## Segmentation mask data
--------------------

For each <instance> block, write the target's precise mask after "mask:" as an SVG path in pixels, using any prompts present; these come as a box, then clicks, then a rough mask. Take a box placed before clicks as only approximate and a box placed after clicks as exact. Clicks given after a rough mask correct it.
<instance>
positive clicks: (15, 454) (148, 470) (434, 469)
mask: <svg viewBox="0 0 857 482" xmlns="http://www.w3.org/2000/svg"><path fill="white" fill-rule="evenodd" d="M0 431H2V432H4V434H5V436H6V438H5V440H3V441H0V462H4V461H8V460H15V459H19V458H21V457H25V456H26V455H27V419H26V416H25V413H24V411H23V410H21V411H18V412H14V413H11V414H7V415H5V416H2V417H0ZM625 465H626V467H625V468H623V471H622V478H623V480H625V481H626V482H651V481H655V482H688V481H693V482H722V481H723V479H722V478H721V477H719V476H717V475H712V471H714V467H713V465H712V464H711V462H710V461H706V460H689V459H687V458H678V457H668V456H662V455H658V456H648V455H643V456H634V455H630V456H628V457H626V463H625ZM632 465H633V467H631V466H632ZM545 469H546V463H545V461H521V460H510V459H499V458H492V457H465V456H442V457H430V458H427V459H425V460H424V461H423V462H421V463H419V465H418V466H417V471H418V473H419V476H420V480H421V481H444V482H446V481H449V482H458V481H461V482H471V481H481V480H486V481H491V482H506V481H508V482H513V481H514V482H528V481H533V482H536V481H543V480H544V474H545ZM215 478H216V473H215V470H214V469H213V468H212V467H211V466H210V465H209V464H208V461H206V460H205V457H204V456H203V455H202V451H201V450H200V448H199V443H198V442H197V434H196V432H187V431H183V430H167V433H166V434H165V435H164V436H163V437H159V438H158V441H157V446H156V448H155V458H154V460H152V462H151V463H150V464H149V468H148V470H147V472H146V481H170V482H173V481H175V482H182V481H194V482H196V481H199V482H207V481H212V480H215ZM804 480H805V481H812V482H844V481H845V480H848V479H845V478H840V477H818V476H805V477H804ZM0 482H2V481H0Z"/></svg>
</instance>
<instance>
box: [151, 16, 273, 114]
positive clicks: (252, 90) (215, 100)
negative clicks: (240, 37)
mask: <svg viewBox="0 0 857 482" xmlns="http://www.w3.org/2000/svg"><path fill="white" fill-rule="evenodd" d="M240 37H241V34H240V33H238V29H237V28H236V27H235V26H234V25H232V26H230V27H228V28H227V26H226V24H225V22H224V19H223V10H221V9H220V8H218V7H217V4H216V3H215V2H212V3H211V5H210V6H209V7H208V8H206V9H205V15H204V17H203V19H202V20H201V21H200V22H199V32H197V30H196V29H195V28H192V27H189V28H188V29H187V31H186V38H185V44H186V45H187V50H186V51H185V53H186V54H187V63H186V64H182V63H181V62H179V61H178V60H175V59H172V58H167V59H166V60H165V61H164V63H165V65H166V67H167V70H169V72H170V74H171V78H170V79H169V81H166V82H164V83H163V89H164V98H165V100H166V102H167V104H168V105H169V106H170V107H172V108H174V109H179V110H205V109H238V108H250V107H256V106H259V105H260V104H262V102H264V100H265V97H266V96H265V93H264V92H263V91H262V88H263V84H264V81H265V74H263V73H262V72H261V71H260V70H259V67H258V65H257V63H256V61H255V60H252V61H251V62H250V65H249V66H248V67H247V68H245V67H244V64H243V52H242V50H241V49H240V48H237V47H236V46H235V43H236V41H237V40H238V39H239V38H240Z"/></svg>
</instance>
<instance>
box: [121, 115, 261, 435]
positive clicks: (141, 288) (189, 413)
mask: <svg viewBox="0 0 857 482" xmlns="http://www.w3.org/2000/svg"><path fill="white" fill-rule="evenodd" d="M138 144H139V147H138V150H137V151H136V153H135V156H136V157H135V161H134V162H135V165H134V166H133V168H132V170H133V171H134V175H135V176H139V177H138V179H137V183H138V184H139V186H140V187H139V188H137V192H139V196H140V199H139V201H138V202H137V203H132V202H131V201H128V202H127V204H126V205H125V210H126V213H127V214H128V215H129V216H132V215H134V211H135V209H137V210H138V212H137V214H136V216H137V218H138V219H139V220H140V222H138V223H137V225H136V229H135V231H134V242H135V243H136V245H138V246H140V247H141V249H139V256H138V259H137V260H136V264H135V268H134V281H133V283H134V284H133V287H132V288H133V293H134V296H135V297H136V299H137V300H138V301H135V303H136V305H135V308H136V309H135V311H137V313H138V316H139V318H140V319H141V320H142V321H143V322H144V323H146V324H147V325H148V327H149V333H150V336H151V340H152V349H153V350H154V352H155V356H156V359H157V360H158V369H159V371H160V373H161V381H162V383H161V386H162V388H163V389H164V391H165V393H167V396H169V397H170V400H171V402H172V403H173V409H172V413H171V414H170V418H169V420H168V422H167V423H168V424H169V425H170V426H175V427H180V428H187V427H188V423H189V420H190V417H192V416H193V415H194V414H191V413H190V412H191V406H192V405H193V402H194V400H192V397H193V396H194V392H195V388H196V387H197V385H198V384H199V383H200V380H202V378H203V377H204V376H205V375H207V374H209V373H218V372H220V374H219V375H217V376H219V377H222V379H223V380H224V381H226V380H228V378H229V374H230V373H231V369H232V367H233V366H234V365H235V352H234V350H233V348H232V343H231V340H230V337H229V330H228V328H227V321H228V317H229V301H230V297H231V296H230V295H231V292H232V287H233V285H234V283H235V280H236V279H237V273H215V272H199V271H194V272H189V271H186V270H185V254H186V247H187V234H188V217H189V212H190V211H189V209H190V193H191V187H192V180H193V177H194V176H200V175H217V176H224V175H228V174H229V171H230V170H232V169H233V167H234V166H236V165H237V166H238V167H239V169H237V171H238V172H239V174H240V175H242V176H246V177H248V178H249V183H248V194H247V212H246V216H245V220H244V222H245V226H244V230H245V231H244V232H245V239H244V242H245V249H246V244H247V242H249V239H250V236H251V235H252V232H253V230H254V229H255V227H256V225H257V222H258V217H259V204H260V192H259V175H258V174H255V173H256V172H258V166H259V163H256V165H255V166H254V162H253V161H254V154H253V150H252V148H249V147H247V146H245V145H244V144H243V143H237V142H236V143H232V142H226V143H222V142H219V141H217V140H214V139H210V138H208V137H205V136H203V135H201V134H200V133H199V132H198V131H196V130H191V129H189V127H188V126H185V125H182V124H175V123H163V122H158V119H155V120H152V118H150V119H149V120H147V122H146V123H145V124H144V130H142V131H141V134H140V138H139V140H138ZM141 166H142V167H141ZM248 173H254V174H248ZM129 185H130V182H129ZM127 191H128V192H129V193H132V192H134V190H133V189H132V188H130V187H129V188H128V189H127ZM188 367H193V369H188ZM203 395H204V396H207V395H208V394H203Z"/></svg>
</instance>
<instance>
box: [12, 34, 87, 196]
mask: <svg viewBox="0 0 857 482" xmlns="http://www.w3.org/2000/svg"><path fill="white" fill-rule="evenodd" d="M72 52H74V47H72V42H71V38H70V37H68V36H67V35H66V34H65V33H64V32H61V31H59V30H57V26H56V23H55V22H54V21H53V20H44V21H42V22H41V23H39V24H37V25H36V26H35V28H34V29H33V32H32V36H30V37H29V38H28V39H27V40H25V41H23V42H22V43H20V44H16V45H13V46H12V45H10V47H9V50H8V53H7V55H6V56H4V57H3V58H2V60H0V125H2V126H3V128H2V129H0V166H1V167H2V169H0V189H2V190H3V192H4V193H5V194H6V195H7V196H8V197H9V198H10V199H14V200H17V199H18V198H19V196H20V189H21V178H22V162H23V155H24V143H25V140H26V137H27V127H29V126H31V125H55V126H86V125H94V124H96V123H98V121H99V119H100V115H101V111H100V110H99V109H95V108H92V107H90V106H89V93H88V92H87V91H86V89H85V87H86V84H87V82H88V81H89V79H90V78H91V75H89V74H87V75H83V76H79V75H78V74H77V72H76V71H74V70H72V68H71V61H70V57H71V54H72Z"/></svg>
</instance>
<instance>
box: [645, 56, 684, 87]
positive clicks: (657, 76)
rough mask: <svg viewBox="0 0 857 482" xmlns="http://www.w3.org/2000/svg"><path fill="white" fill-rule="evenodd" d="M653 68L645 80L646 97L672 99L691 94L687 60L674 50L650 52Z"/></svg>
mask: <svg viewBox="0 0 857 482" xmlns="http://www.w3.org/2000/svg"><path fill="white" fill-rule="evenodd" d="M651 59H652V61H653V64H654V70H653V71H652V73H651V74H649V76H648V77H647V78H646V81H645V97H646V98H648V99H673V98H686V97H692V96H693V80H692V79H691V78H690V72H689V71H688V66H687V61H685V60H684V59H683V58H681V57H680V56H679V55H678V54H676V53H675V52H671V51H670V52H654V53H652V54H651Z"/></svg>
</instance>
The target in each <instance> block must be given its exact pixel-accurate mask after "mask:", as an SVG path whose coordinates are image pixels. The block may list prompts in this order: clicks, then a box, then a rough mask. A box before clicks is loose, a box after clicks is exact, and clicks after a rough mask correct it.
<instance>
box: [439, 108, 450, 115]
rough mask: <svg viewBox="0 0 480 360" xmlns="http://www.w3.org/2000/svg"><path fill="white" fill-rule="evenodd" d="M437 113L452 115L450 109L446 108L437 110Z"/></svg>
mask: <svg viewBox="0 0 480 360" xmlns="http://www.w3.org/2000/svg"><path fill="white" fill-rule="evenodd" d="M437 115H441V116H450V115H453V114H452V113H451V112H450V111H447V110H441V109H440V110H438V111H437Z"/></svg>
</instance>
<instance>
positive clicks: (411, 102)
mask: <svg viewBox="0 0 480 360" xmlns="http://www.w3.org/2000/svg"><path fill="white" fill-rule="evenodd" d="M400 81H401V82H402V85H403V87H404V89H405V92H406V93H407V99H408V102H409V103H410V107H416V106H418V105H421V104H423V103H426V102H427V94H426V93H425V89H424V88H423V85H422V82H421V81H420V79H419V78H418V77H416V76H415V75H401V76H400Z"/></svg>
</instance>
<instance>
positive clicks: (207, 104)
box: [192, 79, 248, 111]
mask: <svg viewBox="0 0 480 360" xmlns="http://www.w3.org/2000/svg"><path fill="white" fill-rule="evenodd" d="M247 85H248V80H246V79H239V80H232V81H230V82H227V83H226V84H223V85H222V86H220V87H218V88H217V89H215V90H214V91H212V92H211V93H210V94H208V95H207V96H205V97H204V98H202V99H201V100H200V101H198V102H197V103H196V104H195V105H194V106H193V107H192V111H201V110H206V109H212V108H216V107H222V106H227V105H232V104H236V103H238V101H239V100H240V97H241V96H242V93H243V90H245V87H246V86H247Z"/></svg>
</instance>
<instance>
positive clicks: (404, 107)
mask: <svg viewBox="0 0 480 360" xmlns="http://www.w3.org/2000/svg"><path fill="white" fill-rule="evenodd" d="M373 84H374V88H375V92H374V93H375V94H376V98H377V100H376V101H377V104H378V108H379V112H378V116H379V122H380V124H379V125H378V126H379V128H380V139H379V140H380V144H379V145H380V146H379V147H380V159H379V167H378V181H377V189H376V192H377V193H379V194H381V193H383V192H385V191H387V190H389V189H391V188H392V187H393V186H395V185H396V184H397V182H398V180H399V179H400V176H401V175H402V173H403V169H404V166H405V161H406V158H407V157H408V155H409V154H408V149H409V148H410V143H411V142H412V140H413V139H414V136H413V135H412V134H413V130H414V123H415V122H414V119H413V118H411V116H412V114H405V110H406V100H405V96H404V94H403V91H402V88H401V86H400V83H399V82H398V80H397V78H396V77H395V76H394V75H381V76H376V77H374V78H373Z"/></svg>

--------------------

## What you have to do
Search the records for the string "prompts", and copy every line that holds it.

## Answer for the task
For each <instance> block, write the target's precise mask after "mask:" as an SVG path in pixels, using any prompts present; these come as a box, then clicks, then a rough mask. Take a box placed before clicks as only approximate and a box placed after clicks as exact. Clicks given after a rough mask correct it.
The target in each <instance> block must be given its exact pixel-accurate mask after "mask:", as an SVG path whose coordinates are image pixels. The block may list prompts in this order: clicks, then a box, then a rough mask. A box before clicks is loose, a box after clicks is exact, and clicks after a rough mask correct it.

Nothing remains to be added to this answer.